• **Working data**:
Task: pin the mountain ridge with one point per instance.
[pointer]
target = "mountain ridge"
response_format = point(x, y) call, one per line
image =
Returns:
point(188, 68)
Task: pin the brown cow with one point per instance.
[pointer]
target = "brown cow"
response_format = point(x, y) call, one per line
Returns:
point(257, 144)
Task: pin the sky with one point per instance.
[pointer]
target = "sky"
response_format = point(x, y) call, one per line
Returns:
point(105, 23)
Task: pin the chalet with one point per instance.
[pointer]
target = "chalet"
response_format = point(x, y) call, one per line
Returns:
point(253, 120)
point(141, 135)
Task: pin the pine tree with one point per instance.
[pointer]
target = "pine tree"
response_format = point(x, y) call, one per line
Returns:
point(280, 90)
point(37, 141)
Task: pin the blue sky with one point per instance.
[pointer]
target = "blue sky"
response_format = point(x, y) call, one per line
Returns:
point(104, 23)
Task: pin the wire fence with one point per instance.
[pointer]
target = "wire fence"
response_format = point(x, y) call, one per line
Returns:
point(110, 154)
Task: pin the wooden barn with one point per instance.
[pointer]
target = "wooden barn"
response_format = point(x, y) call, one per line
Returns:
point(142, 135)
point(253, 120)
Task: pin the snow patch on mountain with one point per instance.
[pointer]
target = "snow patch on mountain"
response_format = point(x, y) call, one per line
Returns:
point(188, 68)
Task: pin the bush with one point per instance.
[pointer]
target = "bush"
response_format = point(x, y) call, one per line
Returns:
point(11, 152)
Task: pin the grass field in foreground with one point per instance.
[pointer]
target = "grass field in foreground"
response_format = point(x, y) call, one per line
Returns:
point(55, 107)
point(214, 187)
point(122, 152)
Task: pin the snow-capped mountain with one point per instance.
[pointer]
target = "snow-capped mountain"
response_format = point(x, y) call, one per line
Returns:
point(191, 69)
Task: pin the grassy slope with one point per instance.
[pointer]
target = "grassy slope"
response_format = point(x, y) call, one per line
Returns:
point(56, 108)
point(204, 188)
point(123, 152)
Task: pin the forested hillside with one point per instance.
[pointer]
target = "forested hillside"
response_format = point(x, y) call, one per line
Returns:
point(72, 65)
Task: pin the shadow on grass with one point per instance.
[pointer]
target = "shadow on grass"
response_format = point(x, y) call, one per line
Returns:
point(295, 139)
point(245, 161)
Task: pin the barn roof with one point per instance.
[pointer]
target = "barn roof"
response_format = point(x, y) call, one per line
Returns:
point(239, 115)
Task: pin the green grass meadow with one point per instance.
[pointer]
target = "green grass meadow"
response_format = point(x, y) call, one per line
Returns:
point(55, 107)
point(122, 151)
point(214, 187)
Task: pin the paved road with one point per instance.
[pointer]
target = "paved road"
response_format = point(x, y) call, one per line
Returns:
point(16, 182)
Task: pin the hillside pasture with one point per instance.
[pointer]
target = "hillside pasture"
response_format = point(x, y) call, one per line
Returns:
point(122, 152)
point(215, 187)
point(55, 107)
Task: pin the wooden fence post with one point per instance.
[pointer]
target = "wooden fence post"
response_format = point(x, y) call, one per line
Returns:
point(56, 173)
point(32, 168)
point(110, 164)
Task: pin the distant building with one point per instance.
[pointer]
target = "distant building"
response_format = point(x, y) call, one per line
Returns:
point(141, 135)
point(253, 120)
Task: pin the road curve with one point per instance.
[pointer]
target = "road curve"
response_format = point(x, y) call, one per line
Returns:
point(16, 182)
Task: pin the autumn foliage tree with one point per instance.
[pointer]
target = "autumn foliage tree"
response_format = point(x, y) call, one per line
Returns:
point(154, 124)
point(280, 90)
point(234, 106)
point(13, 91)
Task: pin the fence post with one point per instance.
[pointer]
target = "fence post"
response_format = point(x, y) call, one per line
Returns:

• **The request**:
Rewrite the rows from the line containing "Task: pin the autumn" through the end of the rows, replacing "autumn foliage tree" with "maple tree" and leaving everything else unchanged. Give only those lines.

• **Response**:
Task: pin the maple tree with one point per instance.
[pointer]
target = "maple tree"
response_format = point(x, y) call, one per line
Returns:
point(154, 124)
point(280, 90)
point(234, 106)
point(13, 91)
Task: pin the fence post with one point per instance.
[pointer]
target = "fence post"
response_format = point(x, y) call, one per line
Returns:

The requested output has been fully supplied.